**WRITTEN TASK 1**
Copy the part of the backpropagation article between "This article assumes" and "digit 0, 1, …, 9)", inclusive.

**PASSAGE TO READ**

┌──

How does a neural network with millions of parameters know which ones to adjust, and by how much, when it gets an answer wrong?

The answer is backpropagation — a method for computing gradients efficiently by applying the chain rule of calculus backward through a network. Understanding it precisely is one of the most valuable technical investments you can make in ML.

This article assumes you know what a neural network is. If you need a primer, start with Neural Networks: The Architecture That Powers Modern AI.


Setting up the problem

Let’s be concrete. We have a neural network:

  • Input x (say, a 28×28 pixel image, flattened to 784 numbers)
  • Multiple hidden layers with learnable weights W¹, W², … and biases b¹, b², …
  • Output ŷ (predicted class probabilities, e.g., probability this is digit 0, 1, …, 9)

We have a training example where:

  • Input: image of the digit “7”
  • Correct label: y = [0, 0, 0, 0, 0, 0, 0, 1, 0, 0] (one-hot: the 7th class)
  • Model output: ŷ = [0.01, 0.02, 0.05, 0.03, 0.02, 0.01, 0.04, 0.75, 0.05, 0.02]

The network mostly got it right (0.75 probability for “7”), but not perfectly. We want to adjust the weights so it gets more confident.

How much do we adjust each weight? This is the question backprop answers.


Step 1: Forward pass

The forward pass is straightforward — just computation flowing left to right through the network.

For each layer l:

z[l] = W[l] @ a[l-1] + b[l]   # Linear transformation
a[l] = f(z[l])                  # Activation function (ReLU, sigmoid, etc.)

└──

Stored items:
┌──

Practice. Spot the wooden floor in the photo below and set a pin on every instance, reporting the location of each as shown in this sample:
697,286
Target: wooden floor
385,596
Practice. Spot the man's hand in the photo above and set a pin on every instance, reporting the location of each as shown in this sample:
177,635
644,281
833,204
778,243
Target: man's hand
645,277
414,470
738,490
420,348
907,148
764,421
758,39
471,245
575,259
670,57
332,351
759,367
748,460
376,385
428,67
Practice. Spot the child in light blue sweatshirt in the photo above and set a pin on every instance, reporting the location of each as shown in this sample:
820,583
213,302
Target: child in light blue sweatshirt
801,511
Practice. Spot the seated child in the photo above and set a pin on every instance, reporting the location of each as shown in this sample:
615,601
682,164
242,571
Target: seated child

└──

**WRITTEN TASK 2**
Please express the lines of the listing, from the line that contains "Practice. Spot the child" through the end of the listing, as a JSON list of strings with one string per line, leaving out blank lines.

**FULL RESPONSE 1**
This article assumes you know what a neural network is. If you need a primer, start with Neural Networks: The Architecture That Powers Modern AI.


Setting up the problem

Let’s be concrete. We have a neural network:

  • Input x (say, a 28×28 pixel image, flattened to 784 numbers)
  • Multiple hidden layers with learnable weights W¹, W², … and biases b¹, b², …
  • Output ŷ (predicted class probabilities, e.g., probability this is digit 0, 1, …, 9)

**FULL RESPONSE 2**
[
  "Practice. Spot the child in light blue sweatshirt in the photo above and set a pin on every instance, reporting the location of each as shown in this sample:",
  "820,583",
  "213,302",
  "Target: child in light blue sweatshirt",
  "801,511",
  "Practice. Spot the seated child in the photo above and set a pin on every instance, reporting the location of each as shown in this sample:",
  "615,601",
  "682,164",
  "242,571",
  "Target: seated child"
]